- _SUPPLIED MATERIAL_:
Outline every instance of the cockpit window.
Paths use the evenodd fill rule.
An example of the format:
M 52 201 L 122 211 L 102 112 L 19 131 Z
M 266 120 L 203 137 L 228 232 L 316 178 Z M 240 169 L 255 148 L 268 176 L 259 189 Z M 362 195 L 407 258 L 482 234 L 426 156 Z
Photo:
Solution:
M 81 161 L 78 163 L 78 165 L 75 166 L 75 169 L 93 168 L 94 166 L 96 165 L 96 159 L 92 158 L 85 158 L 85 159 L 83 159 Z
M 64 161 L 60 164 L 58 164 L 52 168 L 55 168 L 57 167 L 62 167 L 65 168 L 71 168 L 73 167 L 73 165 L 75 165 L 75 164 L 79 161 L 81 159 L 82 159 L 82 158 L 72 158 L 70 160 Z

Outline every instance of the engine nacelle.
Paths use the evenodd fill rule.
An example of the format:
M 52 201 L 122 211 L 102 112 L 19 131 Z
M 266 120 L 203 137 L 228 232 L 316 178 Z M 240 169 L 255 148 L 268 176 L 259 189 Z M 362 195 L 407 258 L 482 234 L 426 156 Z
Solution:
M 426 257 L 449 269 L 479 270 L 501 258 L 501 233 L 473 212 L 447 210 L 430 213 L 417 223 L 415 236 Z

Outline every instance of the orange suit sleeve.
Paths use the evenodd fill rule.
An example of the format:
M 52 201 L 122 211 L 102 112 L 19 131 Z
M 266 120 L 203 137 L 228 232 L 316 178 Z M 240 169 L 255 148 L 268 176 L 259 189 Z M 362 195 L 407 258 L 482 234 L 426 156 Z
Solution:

- _TASK TO CARRY OUT_:
Write out the records above again, changing every "evenodd" to "nonzero" and leaving all other text as it is.

- _SOLUTION FOR THIS EXERCISE_:
Outline every instance of the cockpit window.
Paths use the nonzero fill rule.
An example of the format:
M 52 201 L 122 211 L 102 112 L 19 131 Z
M 266 120 L 203 137 L 228 232 L 316 178 Z M 240 169 L 255 148 L 268 176 L 259 189 Z M 362 195 L 407 258 L 482 234 L 426 156 Z
Photo:
Solution:
M 81 161 L 78 163 L 78 165 L 75 166 L 75 169 L 93 168 L 94 166 L 96 165 L 96 159 L 92 158 L 85 158 L 85 159 L 83 159 Z
M 64 161 L 60 164 L 58 164 L 52 168 L 55 168 L 57 167 L 62 167 L 65 168 L 71 168 L 73 167 L 73 165 L 75 165 L 75 164 L 79 161 L 81 159 L 82 159 L 82 158 L 72 158 L 70 160 Z

Outline every instance of the engine nacelle.
Paths use the nonzero fill rule.
An example of the format:
M 52 201 L 122 211 L 102 112 L 19 131 Z
M 266 120 L 203 137 L 228 232 L 316 178 Z M 240 169 L 255 148 L 268 176 L 259 189 Z M 362 195 L 407 258 L 482 234 L 426 156 Z
Solution:
M 426 257 L 449 269 L 479 270 L 501 258 L 501 233 L 473 212 L 447 210 L 430 213 L 417 223 L 415 236 Z

Outline every instance of the orange suit sleeve.
Paths use the nonzero fill rule.
An example of the format:
M 52 201 L 122 211 L 102 112 L 19 131 Z
M 266 120 L 203 137 L 228 232 L 316 178 Z M 240 169 L 255 148 L 268 176 L 259 189 Z M 362 195 L 407 258 L 482 234 L 426 156 Z
Solution:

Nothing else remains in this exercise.